+++ INPUT DATA +++
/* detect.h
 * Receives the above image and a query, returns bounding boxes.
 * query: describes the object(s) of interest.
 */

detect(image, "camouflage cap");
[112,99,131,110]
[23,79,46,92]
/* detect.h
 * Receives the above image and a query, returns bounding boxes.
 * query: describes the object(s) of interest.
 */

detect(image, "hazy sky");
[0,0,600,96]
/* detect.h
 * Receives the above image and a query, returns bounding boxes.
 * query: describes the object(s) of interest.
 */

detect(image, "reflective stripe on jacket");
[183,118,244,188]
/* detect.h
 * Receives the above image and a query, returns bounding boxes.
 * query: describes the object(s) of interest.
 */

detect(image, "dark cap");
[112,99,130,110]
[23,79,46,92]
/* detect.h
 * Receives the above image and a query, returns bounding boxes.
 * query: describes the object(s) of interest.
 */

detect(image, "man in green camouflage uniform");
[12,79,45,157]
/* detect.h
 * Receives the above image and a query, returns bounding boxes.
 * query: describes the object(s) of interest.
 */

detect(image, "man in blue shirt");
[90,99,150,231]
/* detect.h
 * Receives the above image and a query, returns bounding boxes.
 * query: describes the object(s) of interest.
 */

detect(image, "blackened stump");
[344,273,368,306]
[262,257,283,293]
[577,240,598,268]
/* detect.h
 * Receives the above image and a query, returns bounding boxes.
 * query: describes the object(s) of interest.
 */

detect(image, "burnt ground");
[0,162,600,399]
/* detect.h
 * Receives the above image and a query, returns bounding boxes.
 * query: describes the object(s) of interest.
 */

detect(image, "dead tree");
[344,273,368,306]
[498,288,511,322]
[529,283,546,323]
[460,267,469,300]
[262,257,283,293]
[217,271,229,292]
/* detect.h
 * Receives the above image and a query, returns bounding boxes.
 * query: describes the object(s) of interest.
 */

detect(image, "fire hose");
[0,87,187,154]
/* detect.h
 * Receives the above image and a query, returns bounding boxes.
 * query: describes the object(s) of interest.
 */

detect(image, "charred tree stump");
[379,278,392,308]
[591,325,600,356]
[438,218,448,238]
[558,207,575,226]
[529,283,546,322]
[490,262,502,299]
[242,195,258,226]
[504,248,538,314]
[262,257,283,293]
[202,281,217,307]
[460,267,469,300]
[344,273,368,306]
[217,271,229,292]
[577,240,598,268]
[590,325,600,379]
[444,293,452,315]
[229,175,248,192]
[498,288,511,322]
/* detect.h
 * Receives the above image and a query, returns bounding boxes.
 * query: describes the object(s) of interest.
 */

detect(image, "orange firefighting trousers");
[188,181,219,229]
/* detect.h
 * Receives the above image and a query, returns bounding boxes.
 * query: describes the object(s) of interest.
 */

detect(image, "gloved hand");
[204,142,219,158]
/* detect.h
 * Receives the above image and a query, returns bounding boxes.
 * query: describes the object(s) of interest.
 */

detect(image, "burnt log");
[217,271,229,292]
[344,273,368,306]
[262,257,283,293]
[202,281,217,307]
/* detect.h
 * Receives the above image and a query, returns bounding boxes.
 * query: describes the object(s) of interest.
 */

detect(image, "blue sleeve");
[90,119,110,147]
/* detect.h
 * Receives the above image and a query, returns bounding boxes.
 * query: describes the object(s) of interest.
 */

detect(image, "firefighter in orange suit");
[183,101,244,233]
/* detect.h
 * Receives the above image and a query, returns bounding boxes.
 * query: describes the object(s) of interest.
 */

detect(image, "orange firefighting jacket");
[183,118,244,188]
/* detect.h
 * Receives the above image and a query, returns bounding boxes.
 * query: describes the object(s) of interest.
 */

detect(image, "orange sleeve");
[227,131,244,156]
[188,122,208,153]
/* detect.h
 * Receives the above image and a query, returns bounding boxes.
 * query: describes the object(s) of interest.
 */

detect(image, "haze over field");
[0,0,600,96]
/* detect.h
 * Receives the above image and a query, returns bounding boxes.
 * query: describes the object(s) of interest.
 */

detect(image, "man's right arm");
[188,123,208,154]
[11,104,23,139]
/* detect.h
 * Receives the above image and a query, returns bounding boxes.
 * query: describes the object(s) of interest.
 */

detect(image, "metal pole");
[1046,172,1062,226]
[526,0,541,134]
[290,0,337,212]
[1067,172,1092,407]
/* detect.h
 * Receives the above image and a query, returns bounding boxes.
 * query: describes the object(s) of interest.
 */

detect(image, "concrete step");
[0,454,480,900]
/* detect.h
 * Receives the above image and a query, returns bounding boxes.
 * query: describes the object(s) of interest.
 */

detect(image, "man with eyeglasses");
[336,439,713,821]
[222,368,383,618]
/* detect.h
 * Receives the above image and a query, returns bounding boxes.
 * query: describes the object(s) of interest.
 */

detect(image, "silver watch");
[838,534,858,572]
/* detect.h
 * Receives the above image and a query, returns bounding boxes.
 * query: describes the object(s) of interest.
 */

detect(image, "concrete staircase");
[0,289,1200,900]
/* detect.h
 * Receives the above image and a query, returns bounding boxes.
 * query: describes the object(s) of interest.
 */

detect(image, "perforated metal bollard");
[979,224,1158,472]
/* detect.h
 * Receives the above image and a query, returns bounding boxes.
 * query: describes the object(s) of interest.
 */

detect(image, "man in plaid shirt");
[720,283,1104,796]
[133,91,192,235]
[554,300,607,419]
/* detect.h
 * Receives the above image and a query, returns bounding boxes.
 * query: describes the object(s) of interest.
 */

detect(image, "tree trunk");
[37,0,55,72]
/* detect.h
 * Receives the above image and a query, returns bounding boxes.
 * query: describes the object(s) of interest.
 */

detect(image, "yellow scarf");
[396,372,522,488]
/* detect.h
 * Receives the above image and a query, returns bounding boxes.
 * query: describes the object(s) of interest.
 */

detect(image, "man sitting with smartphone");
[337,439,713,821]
+++
### EXERCISE OBJECTIVE
Please return every line in the entries above that contains the word "camouflage", matching case exactly.

### RESPONSE TO THIS TASK
detect(image, "camouflage cap");
detect(image, "man in green camouflage uniform");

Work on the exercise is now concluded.